* TASK DATA:
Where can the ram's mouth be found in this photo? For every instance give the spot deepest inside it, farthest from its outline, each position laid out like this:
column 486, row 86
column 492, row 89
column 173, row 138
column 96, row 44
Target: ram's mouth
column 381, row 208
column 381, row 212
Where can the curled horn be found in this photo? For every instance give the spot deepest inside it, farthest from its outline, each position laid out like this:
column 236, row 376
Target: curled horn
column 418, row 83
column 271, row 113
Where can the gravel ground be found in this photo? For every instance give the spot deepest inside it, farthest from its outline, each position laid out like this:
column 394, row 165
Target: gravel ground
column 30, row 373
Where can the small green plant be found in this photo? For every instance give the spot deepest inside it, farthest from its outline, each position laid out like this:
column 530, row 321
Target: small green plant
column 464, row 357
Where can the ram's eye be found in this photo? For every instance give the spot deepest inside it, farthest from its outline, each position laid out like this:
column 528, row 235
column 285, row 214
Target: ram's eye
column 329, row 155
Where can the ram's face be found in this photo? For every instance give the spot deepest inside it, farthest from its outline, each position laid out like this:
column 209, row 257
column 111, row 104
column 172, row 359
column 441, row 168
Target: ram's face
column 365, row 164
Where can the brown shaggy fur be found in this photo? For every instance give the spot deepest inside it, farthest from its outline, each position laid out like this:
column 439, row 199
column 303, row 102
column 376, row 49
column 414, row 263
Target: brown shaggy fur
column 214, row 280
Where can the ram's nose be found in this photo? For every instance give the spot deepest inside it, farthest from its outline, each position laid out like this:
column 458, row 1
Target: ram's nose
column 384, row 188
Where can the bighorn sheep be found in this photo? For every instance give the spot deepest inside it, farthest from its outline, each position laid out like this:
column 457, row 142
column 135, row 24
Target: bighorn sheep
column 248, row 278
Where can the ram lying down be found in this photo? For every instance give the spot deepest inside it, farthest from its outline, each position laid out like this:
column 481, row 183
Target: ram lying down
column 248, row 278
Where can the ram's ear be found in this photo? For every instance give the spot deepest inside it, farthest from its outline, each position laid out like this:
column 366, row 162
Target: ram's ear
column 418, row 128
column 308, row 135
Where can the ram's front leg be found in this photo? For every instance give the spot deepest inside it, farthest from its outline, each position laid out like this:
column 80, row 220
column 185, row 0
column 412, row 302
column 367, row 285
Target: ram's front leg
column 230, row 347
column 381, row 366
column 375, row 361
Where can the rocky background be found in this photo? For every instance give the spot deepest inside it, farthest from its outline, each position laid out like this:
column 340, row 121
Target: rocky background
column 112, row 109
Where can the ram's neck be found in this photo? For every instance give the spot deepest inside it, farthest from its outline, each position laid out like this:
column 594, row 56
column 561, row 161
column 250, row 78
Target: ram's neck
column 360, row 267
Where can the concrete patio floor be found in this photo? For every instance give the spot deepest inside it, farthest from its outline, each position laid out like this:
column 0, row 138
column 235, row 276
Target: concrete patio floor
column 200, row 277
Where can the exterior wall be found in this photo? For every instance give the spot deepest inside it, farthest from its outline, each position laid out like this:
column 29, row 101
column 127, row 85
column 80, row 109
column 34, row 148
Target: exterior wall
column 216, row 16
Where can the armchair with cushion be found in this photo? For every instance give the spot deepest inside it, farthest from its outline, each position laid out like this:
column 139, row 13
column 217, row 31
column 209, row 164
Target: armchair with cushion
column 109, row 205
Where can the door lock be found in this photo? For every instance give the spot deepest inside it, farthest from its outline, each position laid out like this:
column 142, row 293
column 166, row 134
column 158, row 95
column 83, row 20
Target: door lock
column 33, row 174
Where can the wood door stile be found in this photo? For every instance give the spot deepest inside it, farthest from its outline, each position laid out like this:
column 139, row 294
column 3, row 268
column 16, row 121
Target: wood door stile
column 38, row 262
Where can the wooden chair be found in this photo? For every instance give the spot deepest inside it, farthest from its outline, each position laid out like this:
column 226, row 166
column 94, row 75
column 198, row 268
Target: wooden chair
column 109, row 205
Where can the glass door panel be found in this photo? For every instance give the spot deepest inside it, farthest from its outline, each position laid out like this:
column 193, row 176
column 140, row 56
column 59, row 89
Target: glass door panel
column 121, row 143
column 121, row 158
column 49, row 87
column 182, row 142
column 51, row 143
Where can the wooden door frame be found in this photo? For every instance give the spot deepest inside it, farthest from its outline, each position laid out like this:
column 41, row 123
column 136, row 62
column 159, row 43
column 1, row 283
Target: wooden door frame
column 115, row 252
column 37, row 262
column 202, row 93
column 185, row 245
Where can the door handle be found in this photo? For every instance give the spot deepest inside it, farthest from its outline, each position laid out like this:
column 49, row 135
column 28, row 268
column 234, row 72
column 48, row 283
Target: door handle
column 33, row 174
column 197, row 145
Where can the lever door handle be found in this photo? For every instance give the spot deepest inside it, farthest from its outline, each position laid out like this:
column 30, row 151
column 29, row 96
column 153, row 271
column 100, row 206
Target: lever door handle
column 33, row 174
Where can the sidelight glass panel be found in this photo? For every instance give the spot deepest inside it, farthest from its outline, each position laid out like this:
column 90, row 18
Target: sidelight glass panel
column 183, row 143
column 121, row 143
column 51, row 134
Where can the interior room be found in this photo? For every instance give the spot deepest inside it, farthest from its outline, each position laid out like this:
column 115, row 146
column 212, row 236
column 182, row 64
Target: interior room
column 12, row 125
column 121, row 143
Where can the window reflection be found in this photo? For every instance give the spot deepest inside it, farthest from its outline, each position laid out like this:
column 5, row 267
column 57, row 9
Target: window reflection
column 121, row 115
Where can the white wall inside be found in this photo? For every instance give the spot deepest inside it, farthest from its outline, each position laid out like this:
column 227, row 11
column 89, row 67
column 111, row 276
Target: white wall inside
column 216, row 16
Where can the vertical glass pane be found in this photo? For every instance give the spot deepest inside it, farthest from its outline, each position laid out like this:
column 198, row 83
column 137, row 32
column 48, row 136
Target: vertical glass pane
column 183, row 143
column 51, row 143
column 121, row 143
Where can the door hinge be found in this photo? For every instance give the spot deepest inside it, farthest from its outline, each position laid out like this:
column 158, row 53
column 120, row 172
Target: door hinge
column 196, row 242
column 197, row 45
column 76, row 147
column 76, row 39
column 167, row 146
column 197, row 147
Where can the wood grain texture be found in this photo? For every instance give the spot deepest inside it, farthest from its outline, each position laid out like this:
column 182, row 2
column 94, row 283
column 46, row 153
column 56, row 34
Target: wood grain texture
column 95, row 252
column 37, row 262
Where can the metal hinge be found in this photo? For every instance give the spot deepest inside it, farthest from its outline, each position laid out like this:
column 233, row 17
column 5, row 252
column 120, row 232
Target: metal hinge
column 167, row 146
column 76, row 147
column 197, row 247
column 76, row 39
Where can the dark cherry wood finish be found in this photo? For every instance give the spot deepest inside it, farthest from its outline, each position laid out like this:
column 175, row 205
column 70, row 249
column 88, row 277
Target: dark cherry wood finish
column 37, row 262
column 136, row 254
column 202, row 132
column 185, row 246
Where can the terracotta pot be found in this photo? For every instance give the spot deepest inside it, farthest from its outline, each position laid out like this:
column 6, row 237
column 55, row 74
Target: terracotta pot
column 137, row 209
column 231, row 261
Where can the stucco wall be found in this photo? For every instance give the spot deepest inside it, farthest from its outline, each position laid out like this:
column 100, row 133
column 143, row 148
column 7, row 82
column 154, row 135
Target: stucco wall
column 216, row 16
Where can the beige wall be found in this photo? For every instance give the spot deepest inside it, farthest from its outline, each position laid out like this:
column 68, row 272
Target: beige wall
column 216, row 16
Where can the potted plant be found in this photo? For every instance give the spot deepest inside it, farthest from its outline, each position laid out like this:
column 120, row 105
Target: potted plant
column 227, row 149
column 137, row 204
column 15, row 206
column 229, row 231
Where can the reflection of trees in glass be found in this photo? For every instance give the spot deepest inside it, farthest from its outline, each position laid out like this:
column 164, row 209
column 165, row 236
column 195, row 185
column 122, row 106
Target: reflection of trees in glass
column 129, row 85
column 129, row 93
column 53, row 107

* WHAT TO WORK ON: Copy the rows above word for word, starting at the line containing "Where can the small" and ending at the line containing "column 329, row 155", with both of those lines included.

* RESULT OF THIS EXERCISE:
Where can the small green plant be found in this photo? For every instance give the spot deepest inside it, farthest from its outline, each position laid out like this:
column 530, row 321
Target: small green plant
column 464, row 357
Where can the ram's eye be found in this photo? For every instance give the spot deepest inside it, farthest from its outline, each position laid out like this:
column 528, row 235
column 285, row 214
Target: ram's eye
column 329, row 155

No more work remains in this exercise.